╭─ DATA TO PROCESS

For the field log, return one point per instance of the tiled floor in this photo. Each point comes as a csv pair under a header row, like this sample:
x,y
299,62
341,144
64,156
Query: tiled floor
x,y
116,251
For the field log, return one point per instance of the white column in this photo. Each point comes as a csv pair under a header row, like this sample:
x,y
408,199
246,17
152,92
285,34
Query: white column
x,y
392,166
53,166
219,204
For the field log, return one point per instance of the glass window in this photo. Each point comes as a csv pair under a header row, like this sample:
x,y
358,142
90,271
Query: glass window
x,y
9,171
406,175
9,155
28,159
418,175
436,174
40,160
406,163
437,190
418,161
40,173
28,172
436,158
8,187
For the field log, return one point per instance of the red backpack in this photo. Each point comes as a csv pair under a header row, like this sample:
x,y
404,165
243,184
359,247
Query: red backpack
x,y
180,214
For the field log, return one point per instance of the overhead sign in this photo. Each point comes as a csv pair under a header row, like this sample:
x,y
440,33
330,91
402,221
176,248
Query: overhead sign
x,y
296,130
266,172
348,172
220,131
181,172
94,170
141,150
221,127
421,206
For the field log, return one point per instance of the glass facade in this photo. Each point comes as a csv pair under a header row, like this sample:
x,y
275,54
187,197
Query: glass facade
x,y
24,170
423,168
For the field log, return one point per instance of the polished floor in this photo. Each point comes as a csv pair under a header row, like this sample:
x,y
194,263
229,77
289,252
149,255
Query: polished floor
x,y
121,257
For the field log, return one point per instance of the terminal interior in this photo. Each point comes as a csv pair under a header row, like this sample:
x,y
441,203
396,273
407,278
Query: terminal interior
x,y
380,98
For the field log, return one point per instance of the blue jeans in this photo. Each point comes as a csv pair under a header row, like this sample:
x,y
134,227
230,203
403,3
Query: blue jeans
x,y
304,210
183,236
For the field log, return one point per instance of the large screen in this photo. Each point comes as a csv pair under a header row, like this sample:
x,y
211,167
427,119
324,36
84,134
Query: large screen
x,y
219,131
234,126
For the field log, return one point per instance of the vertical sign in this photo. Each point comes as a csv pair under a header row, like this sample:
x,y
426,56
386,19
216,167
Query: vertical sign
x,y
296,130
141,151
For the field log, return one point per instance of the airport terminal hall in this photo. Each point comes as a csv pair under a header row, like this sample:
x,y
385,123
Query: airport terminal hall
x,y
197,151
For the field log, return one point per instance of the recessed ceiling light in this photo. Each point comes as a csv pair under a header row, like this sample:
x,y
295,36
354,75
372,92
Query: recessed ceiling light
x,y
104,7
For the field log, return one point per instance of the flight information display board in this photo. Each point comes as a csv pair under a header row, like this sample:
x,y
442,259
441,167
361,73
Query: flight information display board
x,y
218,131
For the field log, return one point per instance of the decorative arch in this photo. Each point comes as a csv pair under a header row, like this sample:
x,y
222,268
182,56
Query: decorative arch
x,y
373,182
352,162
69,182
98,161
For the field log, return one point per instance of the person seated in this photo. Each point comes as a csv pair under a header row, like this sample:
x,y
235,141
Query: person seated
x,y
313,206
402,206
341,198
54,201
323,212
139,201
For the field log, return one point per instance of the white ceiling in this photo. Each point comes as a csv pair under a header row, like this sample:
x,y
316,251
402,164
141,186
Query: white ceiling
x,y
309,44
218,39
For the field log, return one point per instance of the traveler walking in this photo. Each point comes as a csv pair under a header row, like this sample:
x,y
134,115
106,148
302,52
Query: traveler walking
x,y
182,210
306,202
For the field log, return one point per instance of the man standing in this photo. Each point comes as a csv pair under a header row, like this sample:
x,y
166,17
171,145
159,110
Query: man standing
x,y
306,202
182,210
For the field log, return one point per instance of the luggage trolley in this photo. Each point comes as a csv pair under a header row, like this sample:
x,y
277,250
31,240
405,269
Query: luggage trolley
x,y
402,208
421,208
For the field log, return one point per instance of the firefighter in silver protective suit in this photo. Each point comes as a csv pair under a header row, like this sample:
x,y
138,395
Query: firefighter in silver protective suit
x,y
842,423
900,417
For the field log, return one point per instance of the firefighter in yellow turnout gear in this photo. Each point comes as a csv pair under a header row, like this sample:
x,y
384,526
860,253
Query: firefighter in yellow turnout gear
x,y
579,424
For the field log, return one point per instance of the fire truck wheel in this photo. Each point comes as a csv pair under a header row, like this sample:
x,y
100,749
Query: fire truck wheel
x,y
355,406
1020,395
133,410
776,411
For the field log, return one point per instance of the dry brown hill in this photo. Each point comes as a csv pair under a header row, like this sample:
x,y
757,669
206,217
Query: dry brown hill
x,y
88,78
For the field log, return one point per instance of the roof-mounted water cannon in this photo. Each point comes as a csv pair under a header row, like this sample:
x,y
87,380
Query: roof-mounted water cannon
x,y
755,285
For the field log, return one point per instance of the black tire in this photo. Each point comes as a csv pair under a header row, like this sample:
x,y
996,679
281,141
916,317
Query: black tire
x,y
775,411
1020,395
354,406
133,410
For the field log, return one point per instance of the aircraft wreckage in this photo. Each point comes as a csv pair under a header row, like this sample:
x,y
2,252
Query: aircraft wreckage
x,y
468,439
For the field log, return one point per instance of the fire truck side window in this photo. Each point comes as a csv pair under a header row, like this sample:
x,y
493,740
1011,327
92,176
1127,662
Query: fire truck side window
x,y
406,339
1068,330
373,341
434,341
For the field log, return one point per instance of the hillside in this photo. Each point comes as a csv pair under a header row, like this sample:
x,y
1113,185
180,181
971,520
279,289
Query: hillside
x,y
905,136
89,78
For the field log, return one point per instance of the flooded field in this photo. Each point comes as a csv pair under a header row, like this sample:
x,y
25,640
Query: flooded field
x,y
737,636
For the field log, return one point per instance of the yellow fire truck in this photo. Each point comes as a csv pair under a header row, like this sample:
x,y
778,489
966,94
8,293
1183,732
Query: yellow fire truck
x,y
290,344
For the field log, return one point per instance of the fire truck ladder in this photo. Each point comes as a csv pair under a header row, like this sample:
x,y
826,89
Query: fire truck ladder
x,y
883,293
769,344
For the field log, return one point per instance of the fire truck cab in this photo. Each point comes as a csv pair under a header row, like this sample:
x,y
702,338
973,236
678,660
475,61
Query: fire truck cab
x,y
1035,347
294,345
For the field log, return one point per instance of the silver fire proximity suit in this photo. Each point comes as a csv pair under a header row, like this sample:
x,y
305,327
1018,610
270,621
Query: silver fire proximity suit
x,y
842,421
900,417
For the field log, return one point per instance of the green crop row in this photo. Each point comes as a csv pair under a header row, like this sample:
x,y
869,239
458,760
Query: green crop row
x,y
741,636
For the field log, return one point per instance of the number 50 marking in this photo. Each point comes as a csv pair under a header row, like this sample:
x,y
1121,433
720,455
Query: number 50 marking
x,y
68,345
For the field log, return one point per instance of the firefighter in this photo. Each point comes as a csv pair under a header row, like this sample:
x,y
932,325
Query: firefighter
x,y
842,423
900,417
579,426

╰─

YOUR TASK. Reproduce all the records above, changing every "field log" to "site log" and leaving everything else as it is.

REPLY.
For the site log, return one point per instance of the tiled floor in this photo. Each point comes as a csv pair under a header row, like this sample:
x,y
299,62
341,144
64,156
Query: tiled floor
x,y
116,251
For the site log, return one point per instance of the white column in this photo. Each point comes as a csv pair under a header row, like this sample:
x,y
408,199
246,17
152,92
285,34
Query: white column
x,y
392,166
53,166
219,204
For the site log, return one point per instance of the glass window in this photo. Each point comes as a csv pair under a header row, like this sample:
x,y
358,142
90,271
Query: glass window
x,y
9,171
406,175
9,155
28,159
418,175
436,174
40,160
406,163
437,190
418,161
40,173
28,172
436,158
8,187
For the site log, return one point per instance of the red backpack in this photo. Each point comes as a csv pair under a header row, like this sample:
x,y
404,165
243,184
359,247
Query: red backpack
x,y
180,214
For the site log, return one point per instance of the overhead sign in this photo. Each point comes as a csv pair under a header row, like this sample:
x,y
440,33
330,91
402,221
176,248
Query: overhead sign
x,y
296,130
266,172
348,172
220,131
181,172
94,170
141,150
221,127
421,206
For the site log, return one point per instance of the glass facade in this photo. Each point comes as a csv pair under a header row, like this sample:
x,y
275,54
187,197
Query: glass facade
x,y
24,170
423,168
For the site log, return one point per instance of the polished floor in this photo. Each point comes as a csv pair under a header row, like this sample:
x,y
194,263
229,77
289,252
149,255
Query: polished floor
x,y
121,257
For the site log, return one point per instance of the terminal interior in this photo. Each point comes as a csv pair under a header row, like this sample:
x,y
441,203
396,273
407,278
Query: terminal interior
x,y
380,98
For the site log, return one point per instance of the blue jeans in this photo. Each point comes as a csv pair under a header row, like this sample:
x,y
134,227
230,203
403,3
Query: blue jeans
x,y
304,210
183,236
For the site log, return one point per instance of the large screen in this photo. Each point comes as a csv pair under a header row, like this sample:
x,y
211,167
427,119
324,36
84,134
Query: large screen
x,y
219,131
234,126
For the site log, return one point per instance of the vertical sign in this photo. Each point comes as a csv pair under a header row, like this sample:
x,y
426,56
386,19
216,167
Query: vertical sign
x,y
296,130
141,151
For the site log, return one point per instance of the airport terminal hall in this photo. Each point comes as a csv pair under a header row, like this sample:
x,y
385,123
Query: airport terminal hall
x,y
197,151
For the site log, return one point per instance of the recessed ceiling light in this photo. Each point comes as a csv pair under a header row, like this sample:
x,y
295,36
354,75
372,92
Query: recessed ceiling light
x,y
104,7
For the site log, return one point per instance of the flight information display board in this photo. Each point comes as a csv pair under a header row, like this sample:
x,y
442,259
441,167
361,73
Query: flight information display board
x,y
218,131
For the site log, return one point per instance of the decorative arch in this photo. Each point comes as a csv pair under a header row, like this sample:
x,y
222,268
182,56
Query: decorative arch
x,y
373,182
352,162
69,182
98,161
For the site log, return one point per instance of the person seated in this photo. Each point comes as a csv pair under a header row, like this sample:
x,y
235,141
Query: person seated
x,y
313,206
402,206
341,198
54,201
323,212
139,201
For the site log, return one point per instance of the white ceiling in this photo. Each point comes as a csv pair under a header row, like this sample:
x,y
316,251
402,164
141,186
Query: white ceiling
x,y
309,44
218,39
For the site log, return one point per instance of the traveler walking in this photo. Each point comes as a csv pair under a header row, like this sample:
x,y
134,115
106,148
302,52
Query: traveler walking
x,y
182,210
306,202
For the site log, return one point per instance of the man standing in this photo. Each point comes as a csv pair under a header row, like this sample:
x,y
166,17
171,145
159,110
Query: man standing
x,y
306,202
182,210
For the site log, return one point per instance of the luggage trolley in this photo. Each point comes as a csv pair under a header row, like this sample:
x,y
277,250
31,240
405,269
Query: luggage trolley
x,y
402,208
421,208
For the site log, return one point per instance of the firefighter in silver protective suit in this photo. Each point comes as a csv pair under a header row, like this sample:
x,y
138,395
Query: firefighter in silver protective suit
x,y
842,423
900,417
For the site log, return one point per instance of the firefighter in yellow turnout gear in this photo. Each point comes as a csv pair under a header row, like this sample:
x,y
384,526
860,253
Query: firefighter in yellow turnout gear
x,y
579,424
For the site log, return one point per instance of the fire truck wheel in this photo. Each point comes as a csv pair under a header row, like this sample:
x,y
100,749
Query: fire truck wheel
x,y
355,406
1020,395
133,410
776,411
For the site log, return one point per instance of the dry brown hill in this photo. Each point comes as a csv pair under a header row, like this sample:
x,y
757,669
206,217
Query: dry brown hill
x,y
88,78
For the site log, return one point per instance of the roof-mounted water cannon in this photo. Each point comes as a csv pair under a header row, like this sample:
x,y
87,380
Query: roof-mounted water cannon
x,y
755,285
For the site log, return one point per instance of the black tire in this photo. Each point comes as a csv pair under a header row, like this sample:
x,y
996,679
281,141
916,317
Query: black tire
x,y
775,411
1020,395
354,406
133,410
For the site log, return one point per instance of the aircraft wreckage in this photo. Each point comes as a csv pair under a header row, like this sample:
x,y
2,252
Query: aircraft wreckage
x,y
468,439
For the site log, return one point per instance of the fire truck side window in this photo. Each point comes as a csv pair under a header row, like this sample:
x,y
493,740
1011,327
92,176
1127,662
Query: fire truck side window
x,y
406,339
1068,330
373,341
434,341
For the site log, return one point per instance of the hillside in this photo. Each point comes as a csv pair under a header row, like this sample:
x,y
1113,185
180,181
971,520
279,289
Query: hillside
x,y
905,136
89,78
For the site log, return one point per instance of the flooded field in this photo. Each point comes as a csv pair under a header row, like this sample:
x,y
25,640
Query: flooded field
x,y
737,636
For the site log, return one point per instance of the yellow fire truck in this photo. Each point comes as a csv pair under a header row, like this sample:
x,y
778,489
966,94
8,293
1183,732
Query: yellow fire truck
x,y
290,344
For the site log, return one point per instance of the fire truck ladder in this photo. Each point comes as a csv pair under a header row, like this sample:
x,y
826,89
Query: fire truck ladder
x,y
883,293
769,344
For the site log, return one point per instance of the fire truck cab in this photo. Each point comes as a csv pair under a header row, like this sample:
x,y
702,338
973,236
678,660
475,61
Query: fire truck cab
x,y
1035,347
294,345
For the site log, return one point per instance of the silver fire proximity suit in this photo. Each point comes as a csv pair under a header row, like this sample:
x,y
305,327
1018,610
270,621
Query: silver fire proximity suit
x,y
842,421
900,417
For the site log, return one point per instance of the green crop row in this photo. Each point comes as a csv pair under a header row, like this sample:
x,y
869,239
458,760
Query: green crop row
x,y
741,636
For the site log, return one point per instance of the number 50 marking in this photo. Each point comes as a csv pair under a header row, like this sample:
x,y
1121,433
720,455
Query: number 50 marking
x,y
68,345
For the site log, return one point per instance of the firefighter in this photo. Each point comes as a csv pair under a header row, like this sample:
x,y
932,325
Query: firefighter
x,y
842,423
900,417
579,426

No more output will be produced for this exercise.